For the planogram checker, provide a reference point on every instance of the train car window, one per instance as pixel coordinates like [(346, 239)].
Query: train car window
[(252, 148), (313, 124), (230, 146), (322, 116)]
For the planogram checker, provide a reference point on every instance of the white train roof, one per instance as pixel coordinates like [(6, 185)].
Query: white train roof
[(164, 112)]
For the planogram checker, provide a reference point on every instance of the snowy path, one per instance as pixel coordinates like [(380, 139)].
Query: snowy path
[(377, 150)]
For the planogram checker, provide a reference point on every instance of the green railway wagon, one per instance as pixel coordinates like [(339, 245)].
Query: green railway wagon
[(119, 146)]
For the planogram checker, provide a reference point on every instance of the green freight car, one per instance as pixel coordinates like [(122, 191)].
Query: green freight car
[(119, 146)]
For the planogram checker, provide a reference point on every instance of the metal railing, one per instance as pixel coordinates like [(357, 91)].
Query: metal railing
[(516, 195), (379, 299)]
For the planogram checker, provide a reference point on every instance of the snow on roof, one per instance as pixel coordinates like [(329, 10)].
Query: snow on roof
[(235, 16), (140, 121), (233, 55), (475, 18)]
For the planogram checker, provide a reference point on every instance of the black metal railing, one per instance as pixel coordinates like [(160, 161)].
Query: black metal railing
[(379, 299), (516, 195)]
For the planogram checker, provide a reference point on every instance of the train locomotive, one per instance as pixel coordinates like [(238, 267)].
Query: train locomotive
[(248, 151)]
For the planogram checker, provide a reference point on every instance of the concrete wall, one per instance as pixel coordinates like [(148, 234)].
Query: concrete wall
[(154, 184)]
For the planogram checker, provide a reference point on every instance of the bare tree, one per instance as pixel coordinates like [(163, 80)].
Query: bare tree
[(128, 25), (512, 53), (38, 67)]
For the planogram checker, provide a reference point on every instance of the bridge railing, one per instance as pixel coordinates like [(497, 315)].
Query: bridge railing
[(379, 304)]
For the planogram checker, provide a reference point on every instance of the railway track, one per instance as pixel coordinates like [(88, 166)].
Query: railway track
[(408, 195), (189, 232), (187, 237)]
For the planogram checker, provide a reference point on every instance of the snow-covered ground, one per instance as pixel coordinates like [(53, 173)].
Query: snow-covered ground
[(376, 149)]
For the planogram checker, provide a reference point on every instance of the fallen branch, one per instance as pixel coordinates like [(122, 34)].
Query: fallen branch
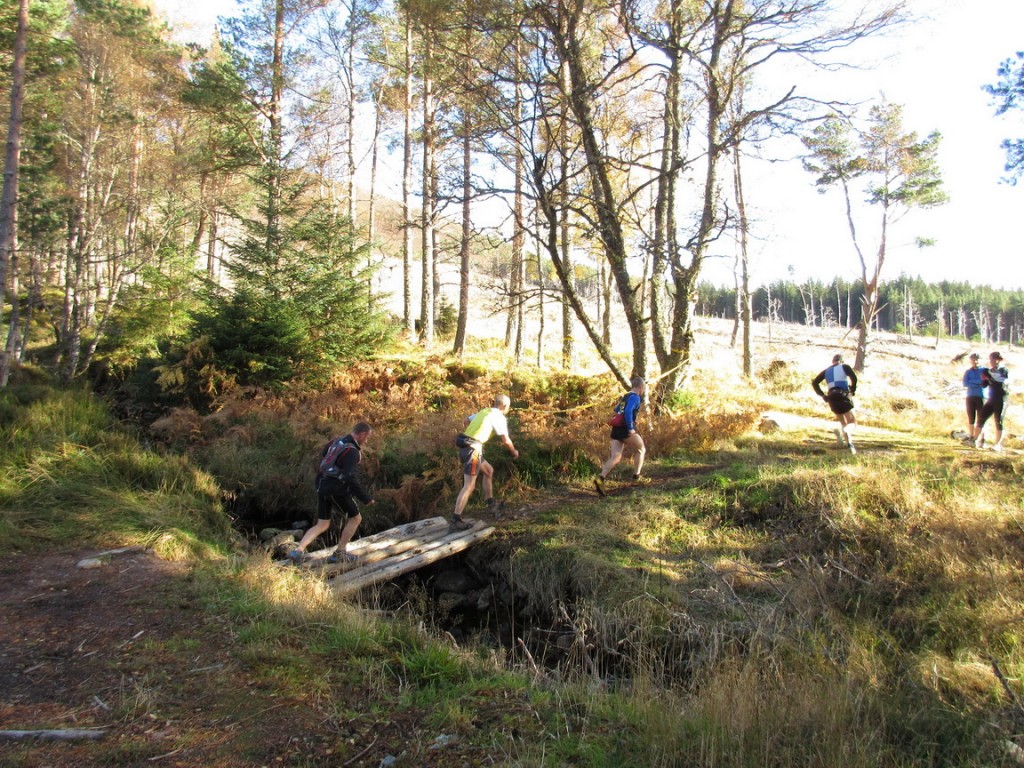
[(58, 733)]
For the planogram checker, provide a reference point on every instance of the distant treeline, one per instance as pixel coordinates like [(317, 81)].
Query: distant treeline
[(907, 305)]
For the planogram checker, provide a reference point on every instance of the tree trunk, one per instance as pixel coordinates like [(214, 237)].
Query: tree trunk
[(407, 184), (459, 347), (8, 199)]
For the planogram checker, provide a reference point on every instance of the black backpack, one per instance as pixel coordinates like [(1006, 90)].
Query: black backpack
[(335, 450)]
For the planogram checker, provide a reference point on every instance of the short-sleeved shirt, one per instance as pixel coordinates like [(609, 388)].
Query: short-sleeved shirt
[(487, 422), (973, 382)]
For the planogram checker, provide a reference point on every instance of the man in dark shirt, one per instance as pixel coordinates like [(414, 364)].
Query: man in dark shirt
[(336, 487), (994, 377)]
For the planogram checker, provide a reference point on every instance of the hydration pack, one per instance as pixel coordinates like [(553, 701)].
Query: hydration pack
[(329, 464)]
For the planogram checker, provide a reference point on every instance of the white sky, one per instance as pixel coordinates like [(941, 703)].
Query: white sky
[(936, 69)]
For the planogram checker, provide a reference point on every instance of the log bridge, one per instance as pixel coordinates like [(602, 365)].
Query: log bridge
[(393, 552)]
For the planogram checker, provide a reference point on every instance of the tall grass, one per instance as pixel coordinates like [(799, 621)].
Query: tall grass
[(70, 474)]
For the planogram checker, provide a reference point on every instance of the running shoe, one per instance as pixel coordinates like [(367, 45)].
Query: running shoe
[(459, 523), (298, 556)]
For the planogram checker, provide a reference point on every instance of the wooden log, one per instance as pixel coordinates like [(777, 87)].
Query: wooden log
[(385, 548), (430, 552), (58, 733), (428, 528)]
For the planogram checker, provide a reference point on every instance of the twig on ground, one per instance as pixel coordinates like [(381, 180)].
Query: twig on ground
[(55, 733)]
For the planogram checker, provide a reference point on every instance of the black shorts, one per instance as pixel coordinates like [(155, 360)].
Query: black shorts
[(839, 401), (470, 455), (620, 433), (974, 406), (333, 495)]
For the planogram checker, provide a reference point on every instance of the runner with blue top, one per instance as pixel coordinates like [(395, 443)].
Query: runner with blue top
[(842, 385), (625, 435), (975, 385)]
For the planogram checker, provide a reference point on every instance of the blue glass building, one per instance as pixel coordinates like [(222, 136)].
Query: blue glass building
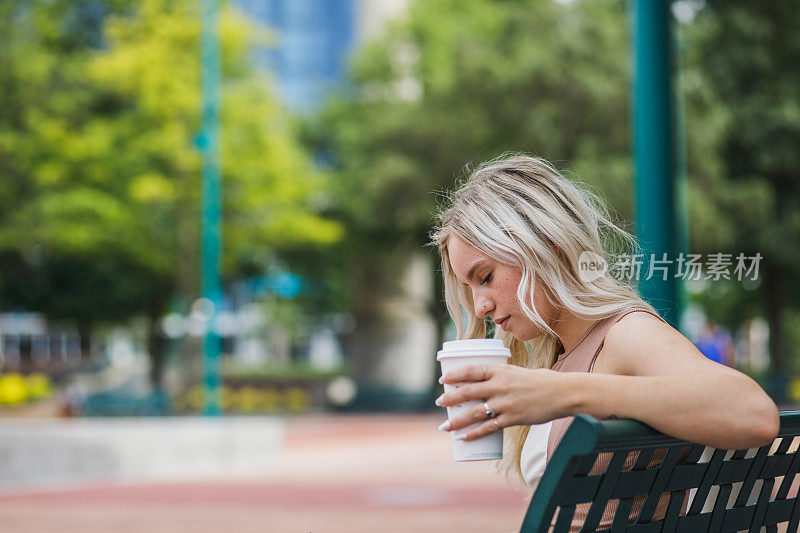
[(313, 41)]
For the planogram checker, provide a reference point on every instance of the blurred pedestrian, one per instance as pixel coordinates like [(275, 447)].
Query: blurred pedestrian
[(716, 344)]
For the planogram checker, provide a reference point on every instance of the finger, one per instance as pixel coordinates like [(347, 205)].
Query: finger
[(465, 393), (470, 416), (469, 373), (493, 425)]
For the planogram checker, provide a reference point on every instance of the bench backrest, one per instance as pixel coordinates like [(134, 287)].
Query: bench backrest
[(734, 490)]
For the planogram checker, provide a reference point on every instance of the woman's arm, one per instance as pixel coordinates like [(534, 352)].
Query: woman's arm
[(650, 373), (657, 376)]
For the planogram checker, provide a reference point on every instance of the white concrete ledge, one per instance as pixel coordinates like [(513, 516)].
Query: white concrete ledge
[(43, 453)]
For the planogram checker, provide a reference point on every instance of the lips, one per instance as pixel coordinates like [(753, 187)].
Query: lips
[(503, 322)]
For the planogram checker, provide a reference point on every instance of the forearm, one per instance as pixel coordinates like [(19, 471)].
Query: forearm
[(718, 409)]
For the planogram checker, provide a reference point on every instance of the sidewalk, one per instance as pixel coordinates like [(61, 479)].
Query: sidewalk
[(334, 474)]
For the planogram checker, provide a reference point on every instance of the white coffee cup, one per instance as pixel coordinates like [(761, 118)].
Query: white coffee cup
[(455, 354)]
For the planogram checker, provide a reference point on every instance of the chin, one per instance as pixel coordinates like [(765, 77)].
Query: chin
[(527, 335)]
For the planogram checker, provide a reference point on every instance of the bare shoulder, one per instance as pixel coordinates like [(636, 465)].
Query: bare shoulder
[(641, 344)]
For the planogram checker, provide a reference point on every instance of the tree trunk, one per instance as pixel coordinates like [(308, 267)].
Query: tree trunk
[(775, 304)]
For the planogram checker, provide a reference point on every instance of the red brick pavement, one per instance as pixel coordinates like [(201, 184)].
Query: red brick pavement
[(336, 474)]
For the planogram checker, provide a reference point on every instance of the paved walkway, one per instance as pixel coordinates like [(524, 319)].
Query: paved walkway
[(336, 474)]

____

What you are asked to do - If any image appears in the entries, omit it and return the rest verbatim.

Answer to the exercise -
For the planogram checker, provide a reference point on every instance of the train car window, one per instance as pixel coordinates like [(346, 239)].
Query: train car window
[(252, 148), (313, 124), (230, 146), (322, 116)]
For the planogram checker, provide a reference point on every instance of the white train roof, one per instance as pixel coordinates like [(6, 185)].
Query: white train roof
[(164, 112)]
For the planogram checker, provide a reference point on every instance of the snowy path, one per instance as pixel coordinates like [(380, 139)].
Query: snowy path
[(377, 150)]
For the planogram checker, provide a reference point on every instance of the green railway wagon, one per instance as pixel coordinates like [(339, 245)].
Query: green railway wagon
[(119, 146)]
For the planogram checker, provide a reference point on every instance of the green freight car, one per instance as pixel coordinates like [(122, 191)].
Query: green freight car
[(119, 146)]
For the planogram checker, provide a reference point on every instance of the metal railing, one per instance as pixel coordinates like [(357, 91)].
Query: metal railing
[(516, 195), (379, 299)]
For the planogram checker, provide a reference point on every instance of the snow on roof, one per instance as pixel coordinates like [(329, 10)].
Query: snow on roof
[(235, 16), (140, 121), (233, 55), (475, 18)]
For the planogram checker, provide a reference point on every instance of the black metal railing, one per instance as pixel coordinates like [(160, 161)].
Query: black metal railing
[(379, 299), (516, 195)]
For the planogram checker, provide a reference point on every instance of the train locomotive, one per instance as pixel coordinates like [(238, 267)].
Query: train locomotive
[(248, 151)]
For the planogram checker, provide a reference point on every instance of the concrete wall, one per instance as pixel coordinates like [(148, 234)].
Query: concrete wall
[(154, 184)]
For the planogram checker, provide a reference point on every instance of the bare tree, one per instance as pixel coordinates like [(163, 80)].
Query: bare tree
[(128, 25), (512, 53), (38, 67)]
For the planogram checker, provide a reference point on every instance of the bridge railing, one per instance as pixel coordinates like [(497, 315)].
Query: bridge railing
[(379, 304)]
For the planogram checker, provide a reference point on every instance of the railway track, one per instance as pixel coordinates like [(88, 166)].
Query: railway track
[(408, 195), (189, 232), (187, 237)]
For the planogram checker, provide a reference point on every instance of the snow-covered ground, one per instance as pixel coordinates like [(53, 173)].
Query: snow-covered ground
[(376, 149)]
For the planogram checker, provide a reference point on every instance of the fallen branch, one per instance as pixel coordinates like [(122, 34)].
Query: fallen branch
[(58, 733)]
For the planogram checker, provide a reference point on every instance of the distant treeline, one per instance as pixel coordinates like [(317, 81)].
Query: distant treeline
[(907, 305)]
For the planogram checker, provide a reference point on every instance of the tree trunk, one per instance as pixel coordinates like [(214, 237)].
Query: tree trunk
[(407, 184), (459, 347), (8, 199)]
For the planogram checker, provide a reference point on every instance of the black backpack, one per instance as pixel coordinates like [(1006, 90)].
Query: black backpack
[(335, 450)]
For the planogram checker, provide a reference point on every instance of the short-sleeved shirt, one per instance as pixel coordinates like [(609, 388)].
Query: short-sleeved shirt
[(487, 422), (973, 382)]
For the planogram checker, provide a reference point on every instance of the man in dark shirt, one per instance as pixel coordinates like [(414, 364)].
Query: man in dark shirt
[(336, 487), (994, 377)]
For the planogram checker, provide a reference point on every instance of the hydration pack, one per instance as pixel coordinates like [(553, 701)].
Query: hydration pack
[(329, 464)]
For the planogram checker, provide a reference point on every instance of the white sky, one per instance as pixel coordinates like [(941, 703)].
Query: white sky
[(936, 69)]
For the planogram checker, provide a reference point on every instance of the log bridge, one per instance as pixel coordinates like [(602, 365)].
Query: log bridge
[(393, 552)]
For the planogram checker, provide a reference point on every instance of the tall grass, one per instance as pixel coordinates like [(799, 621)].
Query: tall grass
[(70, 474)]
For the planogram checker, provide a reference point on every instance of the running shoe, one per instance as pixel coordinates like [(367, 45)].
Query: running shoe
[(459, 523), (298, 556)]
For the planogram checker, provide a reference point on every instance of the wooden log, one per instance as pixel coordinates like [(777, 87)].
Query: wooden log
[(385, 548), (430, 552), (58, 733), (428, 528)]
For the planogram checker, provide a reference point on every instance of the twig on ground, one per instance as pixel coordinates like [(381, 180)].
Query: twig on ground
[(55, 733)]
For the planogram checker, provide a reference point on every instance of the black shorts, one per instance as pixel coordinates like [(155, 360)].
Query: black shorts
[(839, 401), (470, 455), (620, 433), (974, 406), (333, 495)]
For the planogram checker, provide a reference point on every instance of the runner with blue top, one per instance as pixel coordinates like [(395, 443)].
Query: runner with blue top
[(842, 385), (625, 435), (975, 385)]
For the planogram checker, provide a reference point on every instance of the blue glass building, one per instance as pixel coordinates like [(222, 136)].
Query: blue glass building
[(313, 41)]
For the planogram checker, provide a reference point on every instance of the blurred pedestrian, one per instance as pixel coordinates like [(275, 447)].
Query: blurred pedestrian
[(716, 344)]
For the planogram checker, provide a reference point on every instance of the finger, one per instance as pixel coordinates like [(347, 205)].
Query: finger
[(465, 393), (470, 416), (469, 373), (493, 425)]
For the planogram checker, provide a reference point on every instance of the bench backrest, one per instance as pixel coordinates like [(134, 287)].
Query: bench backrest
[(734, 490)]
For the planogram checker, provide a reference point on every instance of the woman's arm, one per instance as pixel coordinates like [(534, 352)].
Query: woman's arm
[(650, 373), (657, 376)]
For the planogram checker, provide a reference point on every instance of the white concrete ledge, one per instance as pixel coordinates like [(513, 516)].
Query: white concrete ledge
[(43, 453)]
For the planogram checker, provide a reference point on every instance of the lips, one per instance as pixel coordinates like [(753, 187)].
Query: lips
[(503, 322)]
For the planogram checker, provide a reference point on every instance of the forearm, one per instance as pixel coordinates like [(19, 471)].
Query: forearm
[(718, 409)]
For the planogram checker, provide a reference point on every instance of the sidewalk, one per instance as pixel coordinates like [(61, 479)].
Query: sidewalk
[(334, 474)]
For the planogram checker, provide a reference point on every instance of the white coffee cup, one per instance as pixel coordinates like [(761, 118)].
Query: white coffee cup
[(455, 354)]
For the planogram checker, provide a reference point on every instance of the chin, one per instance as pixel coordinates like [(765, 77)].
Query: chin
[(527, 335)]
For the planogram checker, provide a reference point on every instance of the bare shoulder, one per instance as pixel coordinates like [(636, 465)].
Query: bare shoulder
[(641, 344)]
For the planogram checker, provide a reference point on every instance of the tree trunk, one per instance as pixel coordinates like [(308, 267)].
Query: tree trunk
[(775, 304)]
For the planogram checker, provide a reference point on every instance of the red brick pavement, one per instance as pixel coordinates like [(201, 184)].
Query: red brick pavement
[(336, 474)]
For the planogram checker, provide a reference point on every instance of the paved walkway, one per instance as pixel coordinates like [(524, 319)].
Query: paved walkway
[(336, 474)]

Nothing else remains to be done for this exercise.